(Dataset excerpts)
------------------------------------------------------------------------
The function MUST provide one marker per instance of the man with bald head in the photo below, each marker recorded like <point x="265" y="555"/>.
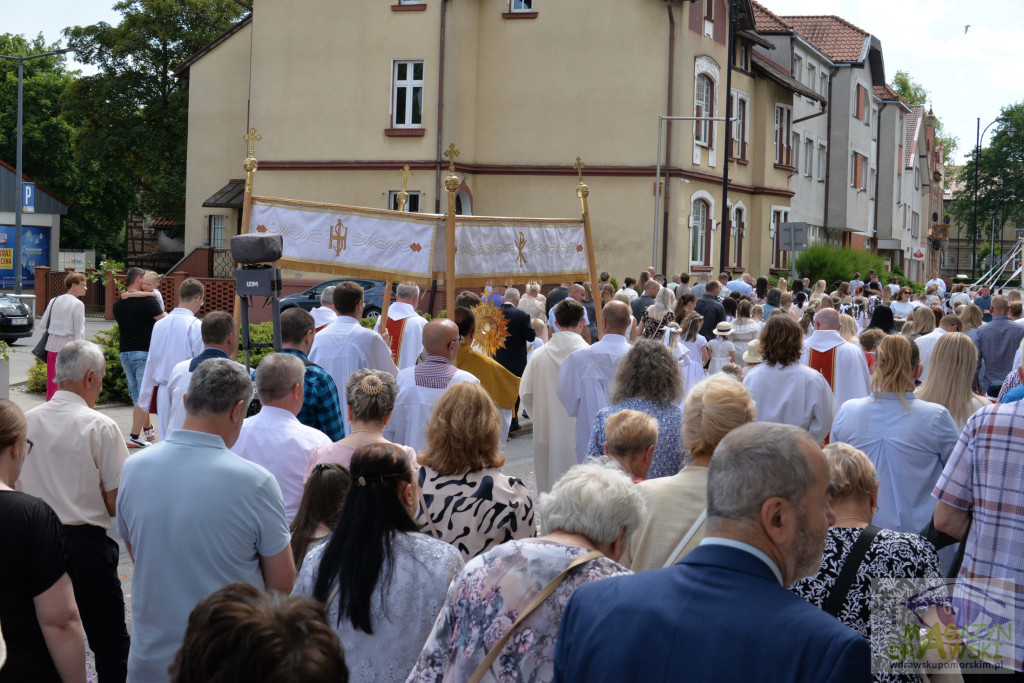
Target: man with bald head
<point x="421" y="385"/>
<point x="723" y="612"/>
<point x="996" y="342"/>
<point x="841" y="363"/>
<point x="585" y="379"/>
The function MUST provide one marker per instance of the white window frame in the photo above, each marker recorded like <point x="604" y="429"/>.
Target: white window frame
<point x="217" y="222"/>
<point x="411" y="85"/>
<point x="392" y="200"/>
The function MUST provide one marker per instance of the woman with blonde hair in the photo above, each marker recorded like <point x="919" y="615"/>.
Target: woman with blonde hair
<point x="676" y="505"/>
<point x="64" y="319"/>
<point x="924" y="322"/>
<point x="817" y="291"/>
<point x="907" y="439"/>
<point x="950" y="378"/>
<point x="532" y="301"/>
<point x="890" y="556"/>
<point x="467" y="501"/>
<point x="371" y="395"/>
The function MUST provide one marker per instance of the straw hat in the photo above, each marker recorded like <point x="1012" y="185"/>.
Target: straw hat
<point x="753" y="352"/>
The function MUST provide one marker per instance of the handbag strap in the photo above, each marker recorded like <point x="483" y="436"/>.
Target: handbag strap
<point x="674" y="555"/>
<point x="534" y="604"/>
<point x="838" y="595"/>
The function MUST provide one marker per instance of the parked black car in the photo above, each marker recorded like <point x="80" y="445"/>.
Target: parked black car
<point x="15" y="318"/>
<point x="309" y="299"/>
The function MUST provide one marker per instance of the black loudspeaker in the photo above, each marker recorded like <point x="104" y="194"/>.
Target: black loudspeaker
<point x="248" y="249"/>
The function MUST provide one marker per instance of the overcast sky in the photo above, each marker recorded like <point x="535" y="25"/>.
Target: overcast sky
<point x="969" y="76"/>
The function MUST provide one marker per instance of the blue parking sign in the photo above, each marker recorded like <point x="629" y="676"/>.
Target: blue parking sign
<point x="28" y="198"/>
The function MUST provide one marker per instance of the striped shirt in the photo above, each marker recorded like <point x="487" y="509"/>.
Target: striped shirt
<point x="983" y="475"/>
<point x="434" y="373"/>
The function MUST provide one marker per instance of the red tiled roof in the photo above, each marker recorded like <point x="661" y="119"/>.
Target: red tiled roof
<point x="886" y="93"/>
<point x="767" y="22"/>
<point x="833" y="36"/>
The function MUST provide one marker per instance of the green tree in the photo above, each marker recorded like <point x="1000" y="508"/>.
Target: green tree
<point x="96" y="200"/>
<point x="998" y="172"/>
<point x="133" y="114"/>
<point x="916" y="95"/>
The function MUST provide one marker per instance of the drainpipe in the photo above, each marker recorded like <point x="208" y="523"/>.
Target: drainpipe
<point x="440" y="111"/>
<point x="668" y="137"/>
<point x="824" y="217"/>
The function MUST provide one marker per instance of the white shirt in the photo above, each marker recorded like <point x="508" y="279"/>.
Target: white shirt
<point x="345" y="346"/>
<point x="323" y="315"/>
<point x="553" y="428"/>
<point x="175" y="338"/>
<point x="412" y="333"/>
<point x="584" y="383"/>
<point x="414" y="407"/>
<point x="926" y="343"/>
<point x="274" y="438"/>
<point x="793" y="395"/>
<point x="852" y="379"/>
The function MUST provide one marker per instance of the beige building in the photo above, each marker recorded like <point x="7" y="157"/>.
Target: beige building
<point x="344" y="93"/>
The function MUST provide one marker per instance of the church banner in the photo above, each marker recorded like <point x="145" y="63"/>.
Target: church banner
<point x="496" y="249"/>
<point x="348" y="241"/>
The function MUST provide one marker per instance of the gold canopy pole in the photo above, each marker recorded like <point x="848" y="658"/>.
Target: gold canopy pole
<point x="252" y="137"/>
<point x="583" y="191"/>
<point x="452" y="185"/>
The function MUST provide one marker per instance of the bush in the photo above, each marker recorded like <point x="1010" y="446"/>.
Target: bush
<point x="833" y="264"/>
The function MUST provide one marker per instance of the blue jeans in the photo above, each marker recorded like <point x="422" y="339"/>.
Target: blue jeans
<point x="134" y="365"/>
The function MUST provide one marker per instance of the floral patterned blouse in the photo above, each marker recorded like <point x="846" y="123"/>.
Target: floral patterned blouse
<point x="668" y="458"/>
<point x="477" y="510"/>
<point x="485" y="599"/>
<point x="892" y="555"/>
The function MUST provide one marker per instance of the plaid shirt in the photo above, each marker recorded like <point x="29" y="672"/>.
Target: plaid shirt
<point x="321" y="408"/>
<point x="434" y="373"/>
<point x="983" y="475"/>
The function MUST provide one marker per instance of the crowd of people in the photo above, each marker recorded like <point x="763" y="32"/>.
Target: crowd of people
<point x="723" y="468"/>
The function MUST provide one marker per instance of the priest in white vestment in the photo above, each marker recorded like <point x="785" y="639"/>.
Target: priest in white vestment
<point x="554" y="449"/>
<point x="175" y="338"/>
<point x="345" y="345"/>
<point x="404" y="326"/>
<point x="842" y="364"/>
<point x="421" y="385"/>
<point x="585" y="379"/>
<point x="324" y="314"/>
<point x="783" y="389"/>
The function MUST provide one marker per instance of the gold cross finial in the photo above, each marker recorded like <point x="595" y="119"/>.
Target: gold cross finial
<point x="451" y="155"/>
<point x="252" y="137"/>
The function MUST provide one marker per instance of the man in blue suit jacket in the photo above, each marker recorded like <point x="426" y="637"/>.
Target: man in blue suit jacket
<point x="723" y="612"/>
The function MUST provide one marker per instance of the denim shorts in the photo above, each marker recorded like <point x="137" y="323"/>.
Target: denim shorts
<point x="134" y="365"/>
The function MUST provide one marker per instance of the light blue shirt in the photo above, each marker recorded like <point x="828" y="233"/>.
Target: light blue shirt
<point x="198" y="517"/>
<point x="747" y="548"/>
<point x="908" y="449"/>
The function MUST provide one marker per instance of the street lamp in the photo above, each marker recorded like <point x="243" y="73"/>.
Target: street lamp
<point x="977" y="164"/>
<point x="18" y="180"/>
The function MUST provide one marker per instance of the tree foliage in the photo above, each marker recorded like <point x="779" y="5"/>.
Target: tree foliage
<point x="916" y="95"/>
<point x="997" y="173"/>
<point x="132" y="116"/>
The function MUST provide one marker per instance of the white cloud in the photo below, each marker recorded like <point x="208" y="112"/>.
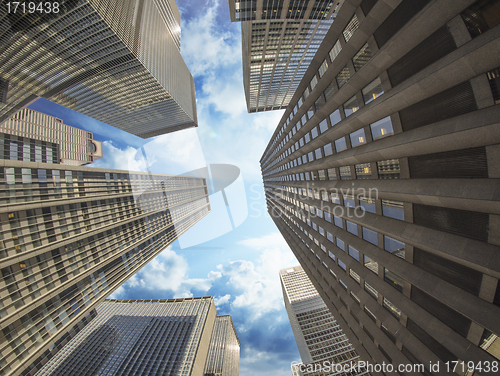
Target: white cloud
<point x="168" y="272"/>
<point x="205" y="46"/>
<point x="258" y="284"/>
<point x="221" y="300"/>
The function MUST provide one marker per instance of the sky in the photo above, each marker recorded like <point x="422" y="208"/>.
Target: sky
<point x="233" y="254"/>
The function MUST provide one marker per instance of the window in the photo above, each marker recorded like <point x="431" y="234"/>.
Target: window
<point x="393" y="279"/>
<point x="372" y="91"/>
<point x="351" y="27"/>
<point x="327" y="149"/>
<point x="343" y="76"/>
<point x="342" y="264"/>
<point x="340" y="144"/>
<point x="340" y="244"/>
<point x="323" y="126"/>
<point x="335" y="50"/>
<point x="393" y="209"/>
<point x="352" y="227"/>
<point x="335" y="117"/>
<point x="394" y="246"/>
<point x="337" y="221"/>
<point x="367" y="204"/>
<point x="363" y="171"/>
<point x="345" y="173"/>
<point x="362" y="57"/>
<point x="370" y="236"/>
<point x="354" y="253"/>
<point x="351" y="106"/>
<point x="370" y="264"/>
<point x="332" y="174"/>
<point x="382" y="128"/>
<point x="358" y="137"/>
<point x="389" y="169"/>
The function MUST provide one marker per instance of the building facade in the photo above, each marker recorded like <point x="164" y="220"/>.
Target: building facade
<point x="76" y="146"/>
<point x="70" y="236"/>
<point x="382" y="177"/>
<point x="140" y="337"/>
<point x="279" y="41"/>
<point x="224" y="353"/>
<point x="116" y="61"/>
<point x="319" y="338"/>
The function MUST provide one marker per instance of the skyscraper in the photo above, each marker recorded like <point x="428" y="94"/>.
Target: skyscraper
<point x="140" y="337"/>
<point x="319" y="338"/>
<point x="382" y="177"/>
<point x="224" y="352"/>
<point x="70" y="236"/>
<point x="279" y="41"/>
<point x="117" y="61"/>
<point x="75" y="146"/>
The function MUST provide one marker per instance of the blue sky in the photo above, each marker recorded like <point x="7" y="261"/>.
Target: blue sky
<point x="240" y="267"/>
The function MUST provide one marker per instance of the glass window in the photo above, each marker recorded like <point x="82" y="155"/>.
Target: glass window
<point x="370" y="264"/>
<point x="332" y="174"/>
<point x="363" y="171"/>
<point x="342" y="264"/>
<point x="343" y="76"/>
<point x="358" y="137"/>
<point x="340" y="144"/>
<point x="349" y="201"/>
<point x="393" y="209"/>
<point x="395" y="311"/>
<point x="345" y="173"/>
<point x="373" y="90"/>
<point x="340" y="244"/>
<point x="389" y="169"/>
<point x="367" y="204"/>
<point x="323" y="126"/>
<point x="352" y="227"/>
<point x="370" y="236"/>
<point x="382" y="128"/>
<point x="335" y="117"/>
<point x="354" y="253"/>
<point x="351" y="27"/>
<point x="393" y="279"/>
<point x="335" y="51"/>
<point x="327" y="149"/>
<point x="362" y="57"/>
<point x="314" y="132"/>
<point x="337" y="221"/>
<point x="351" y="106"/>
<point x="394" y="246"/>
------------------------------------------------------------------------
Task instructions
The lines above from the one containing "Target: white cloud" through the one containing "The function MUST provide one marker per instance of the window" are to be set down exactly, and no others.

Reply to the task
Target: white cloud
<point x="168" y="272"/>
<point x="205" y="46"/>
<point x="258" y="284"/>
<point x="221" y="300"/>
The function MUST provide one marker per instance of the sky in the photo above, each marker recorded like <point x="422" y="208"/>.
Target: sky
<point x="233" y="254"/>
The function MUST provide one marker per instance of the window in the photo above, each marker recorded like <point x="431" y="234"/>.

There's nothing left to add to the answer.